# AIM OF THE TASK
Can you quote exactly the stretch of lines from the one with "Where in the photo above can the pile" through the final line of the material, both ends included?

▼▼▼

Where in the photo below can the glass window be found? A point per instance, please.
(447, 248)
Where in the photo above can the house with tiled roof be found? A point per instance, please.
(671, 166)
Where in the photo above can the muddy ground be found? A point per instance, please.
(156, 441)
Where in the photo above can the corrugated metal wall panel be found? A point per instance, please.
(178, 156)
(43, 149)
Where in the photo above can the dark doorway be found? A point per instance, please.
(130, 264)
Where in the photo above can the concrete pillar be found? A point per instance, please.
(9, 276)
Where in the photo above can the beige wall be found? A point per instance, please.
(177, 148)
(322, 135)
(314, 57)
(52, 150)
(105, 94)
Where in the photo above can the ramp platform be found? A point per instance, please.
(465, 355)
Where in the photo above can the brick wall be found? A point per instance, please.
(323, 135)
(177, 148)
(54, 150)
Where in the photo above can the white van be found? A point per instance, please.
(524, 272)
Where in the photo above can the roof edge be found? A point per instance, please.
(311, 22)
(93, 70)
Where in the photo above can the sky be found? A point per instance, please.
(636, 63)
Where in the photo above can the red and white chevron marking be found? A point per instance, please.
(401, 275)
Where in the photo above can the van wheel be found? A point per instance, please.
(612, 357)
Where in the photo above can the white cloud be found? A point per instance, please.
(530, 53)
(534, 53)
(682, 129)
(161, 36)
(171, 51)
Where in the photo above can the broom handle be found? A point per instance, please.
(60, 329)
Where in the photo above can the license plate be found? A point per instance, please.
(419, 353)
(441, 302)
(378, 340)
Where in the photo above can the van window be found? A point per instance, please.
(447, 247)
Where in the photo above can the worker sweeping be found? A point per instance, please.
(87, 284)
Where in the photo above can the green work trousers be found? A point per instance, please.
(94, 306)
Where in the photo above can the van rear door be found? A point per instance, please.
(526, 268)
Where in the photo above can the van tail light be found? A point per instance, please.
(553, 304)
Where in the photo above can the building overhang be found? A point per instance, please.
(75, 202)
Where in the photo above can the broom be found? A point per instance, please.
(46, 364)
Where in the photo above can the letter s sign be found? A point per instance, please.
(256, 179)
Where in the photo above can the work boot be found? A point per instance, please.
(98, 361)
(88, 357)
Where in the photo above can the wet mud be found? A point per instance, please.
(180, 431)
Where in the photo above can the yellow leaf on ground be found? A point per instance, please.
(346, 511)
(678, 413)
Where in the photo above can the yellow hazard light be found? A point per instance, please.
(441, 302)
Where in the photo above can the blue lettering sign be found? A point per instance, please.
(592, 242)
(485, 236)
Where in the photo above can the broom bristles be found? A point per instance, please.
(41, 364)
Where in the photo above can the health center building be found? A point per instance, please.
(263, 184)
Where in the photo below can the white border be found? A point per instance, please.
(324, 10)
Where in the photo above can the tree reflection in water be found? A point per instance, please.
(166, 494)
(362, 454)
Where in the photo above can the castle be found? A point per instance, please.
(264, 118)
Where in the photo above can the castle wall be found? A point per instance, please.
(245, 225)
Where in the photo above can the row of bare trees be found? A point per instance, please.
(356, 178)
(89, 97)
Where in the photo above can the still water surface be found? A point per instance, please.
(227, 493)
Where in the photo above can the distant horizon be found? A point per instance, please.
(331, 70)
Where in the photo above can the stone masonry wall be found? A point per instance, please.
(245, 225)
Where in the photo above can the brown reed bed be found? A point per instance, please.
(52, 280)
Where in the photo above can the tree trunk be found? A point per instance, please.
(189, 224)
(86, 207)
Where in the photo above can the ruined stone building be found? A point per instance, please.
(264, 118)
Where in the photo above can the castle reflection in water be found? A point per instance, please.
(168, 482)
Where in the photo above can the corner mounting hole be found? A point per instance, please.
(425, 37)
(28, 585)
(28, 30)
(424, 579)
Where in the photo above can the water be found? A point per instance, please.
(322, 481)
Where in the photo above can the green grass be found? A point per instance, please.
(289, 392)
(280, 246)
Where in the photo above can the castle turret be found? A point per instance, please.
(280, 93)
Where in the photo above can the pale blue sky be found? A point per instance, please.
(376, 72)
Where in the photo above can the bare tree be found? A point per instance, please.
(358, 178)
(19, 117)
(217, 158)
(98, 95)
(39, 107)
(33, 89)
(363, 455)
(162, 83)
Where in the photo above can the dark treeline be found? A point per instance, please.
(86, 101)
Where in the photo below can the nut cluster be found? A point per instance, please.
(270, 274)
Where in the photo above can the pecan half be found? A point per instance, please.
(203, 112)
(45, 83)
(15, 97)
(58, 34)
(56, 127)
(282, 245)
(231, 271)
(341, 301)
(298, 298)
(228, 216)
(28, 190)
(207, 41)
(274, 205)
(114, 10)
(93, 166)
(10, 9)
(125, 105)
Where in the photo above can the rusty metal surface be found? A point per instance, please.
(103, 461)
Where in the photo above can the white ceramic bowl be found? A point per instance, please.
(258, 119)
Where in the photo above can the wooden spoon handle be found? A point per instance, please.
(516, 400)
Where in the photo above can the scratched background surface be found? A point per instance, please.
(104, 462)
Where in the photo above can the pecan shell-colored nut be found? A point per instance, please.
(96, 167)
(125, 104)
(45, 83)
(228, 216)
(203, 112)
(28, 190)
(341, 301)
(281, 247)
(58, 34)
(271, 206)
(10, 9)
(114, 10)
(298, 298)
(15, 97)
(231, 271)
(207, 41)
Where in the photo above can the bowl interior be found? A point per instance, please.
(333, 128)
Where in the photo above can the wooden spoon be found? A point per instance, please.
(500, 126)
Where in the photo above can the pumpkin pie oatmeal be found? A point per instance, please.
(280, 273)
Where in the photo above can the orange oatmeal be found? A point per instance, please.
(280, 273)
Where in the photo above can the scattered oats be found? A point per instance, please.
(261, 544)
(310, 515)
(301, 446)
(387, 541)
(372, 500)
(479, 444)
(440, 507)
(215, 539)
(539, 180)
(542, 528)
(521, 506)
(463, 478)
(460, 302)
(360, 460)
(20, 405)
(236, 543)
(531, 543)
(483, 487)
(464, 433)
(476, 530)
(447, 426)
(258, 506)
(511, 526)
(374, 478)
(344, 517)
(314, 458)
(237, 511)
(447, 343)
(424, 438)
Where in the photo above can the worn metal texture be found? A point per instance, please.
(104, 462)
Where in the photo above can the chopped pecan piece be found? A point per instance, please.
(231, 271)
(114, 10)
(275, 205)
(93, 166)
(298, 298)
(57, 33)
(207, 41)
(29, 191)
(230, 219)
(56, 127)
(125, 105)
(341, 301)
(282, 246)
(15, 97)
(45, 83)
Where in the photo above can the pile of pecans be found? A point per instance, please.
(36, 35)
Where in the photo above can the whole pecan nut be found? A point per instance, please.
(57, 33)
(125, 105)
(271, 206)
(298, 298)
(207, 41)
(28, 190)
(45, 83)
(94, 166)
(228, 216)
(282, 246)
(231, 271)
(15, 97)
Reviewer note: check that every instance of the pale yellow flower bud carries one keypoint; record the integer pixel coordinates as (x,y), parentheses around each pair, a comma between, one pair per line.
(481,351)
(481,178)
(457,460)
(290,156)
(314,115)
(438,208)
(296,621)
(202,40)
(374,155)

▲▲▲

# OUTPUT OF THE EXERCISE
Where in the photo above can the pile of pecans be found? A point per instance, please.
(36, 35)
Where in the photo above can the whole pecan nut be found? A point per instance, please.
(57, 33)
(125, 105)
(271, 206)
(298, 298)
(207, 41)
(28, 190)
(45, 83)
(94, 166)
(228, 216)
(282, 246)
(231, 271)
(15, 97)
Reviewer note: check that every instance of the pale yellow flower bud carries one keypoint; record the integer pixel coordinates as (x,y), parentheses around each pair, a comma between, one pair per line.
(481,351)
(481,178)
(457,460)
(290,156)
(314,115)
(438,208)
(296,621)
(202,40)
(374,155)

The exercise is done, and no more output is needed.